Text provided:
◆ ◆ ◆ ◆ ◆

I am seriously wondering if we have a massive blind spot when we declare modern lifestyles like open relationships or the total deconstruction of gender roles as the universal standard for empowerment. In the Berlin/academic bubble, it is seen as progressive to break down traditional structures, while those exact structures often serve a vital purpose for people in the diaspora. For many families like mine, the family unit is often the only place of unconditional solidarity in a society that otherwise tends to marginalize you. If we dismiss these traditional roles, like the man as the provider and the woman as the center of the family, as simply being backward, we are actually practicing what Chandra Mohanty calls a kind of discursive colonialism. We are viewing everything through Western eyes and assuming that every woman is just waiting to be saved by our liberal ideals.
This becomes especially clear when we talk about the headscarf. In many feminist debates, it is almost automatically framed as a symbol of oppression because it does not fit the image of fluid, Western liberation. But thinkers like Saba Mahmood have shown that agency can exist within religious traditions too. Wearing a headscarf or consciously choosing to live in a traditional role can be an active, ethical decision that provides stability and identity. It becomes particularly problematic when our feminism is turned into a tool for what Sara Farris calls femonationalism, which happens when we use our modern values like sexual freedom or a lack of social commitment as a border to decide who is integrated and who is not.

◆ ◆ ◆ ◆ ◆

The records:
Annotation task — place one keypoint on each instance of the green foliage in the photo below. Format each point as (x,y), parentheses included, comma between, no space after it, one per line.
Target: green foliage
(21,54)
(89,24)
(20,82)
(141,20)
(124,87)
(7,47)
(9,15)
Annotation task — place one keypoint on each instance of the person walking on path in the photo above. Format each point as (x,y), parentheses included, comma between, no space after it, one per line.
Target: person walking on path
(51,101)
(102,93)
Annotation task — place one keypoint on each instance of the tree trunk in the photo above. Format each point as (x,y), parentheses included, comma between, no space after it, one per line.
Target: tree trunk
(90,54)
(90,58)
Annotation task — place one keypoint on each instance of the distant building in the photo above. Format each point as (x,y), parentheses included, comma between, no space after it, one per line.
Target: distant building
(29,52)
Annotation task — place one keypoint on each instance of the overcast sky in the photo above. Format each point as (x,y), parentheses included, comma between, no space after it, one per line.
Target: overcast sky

◆ ◆ ◆ ◆ ◆

Short problem A: Summarize the text on feminism and traditional roles in two sentences.
Short problem B: Locate every line of the entries that contains the word "overcast" and copy each one in full. Case counts.

Full output A: The text argues that treating modern lifestyles such as open relationships or the deconstruction of gender roles as a universal standard for empowerment can overlook how traditional structures, especially the family unit, give people in the diaspora unconditional solidarity, and that dismissing those roles as backward is what Chandra Mohanty calls a kind of discursive colonialism. Citing Saba Mahmood, it holds that wearing a headscarf or choosing a traditional role can be an active, ethical decision, and it warns against feminism becoming what Sara Farris calls femonationalism, in which modern values are used as a border to decide who is integrated.

Full output B:
Annotation task — place one keypoint on each instance of the overcast sky in the photo above. Format each point as (x,y), parentheses included, comma between, no space after it, one per line.
Target: overcast sky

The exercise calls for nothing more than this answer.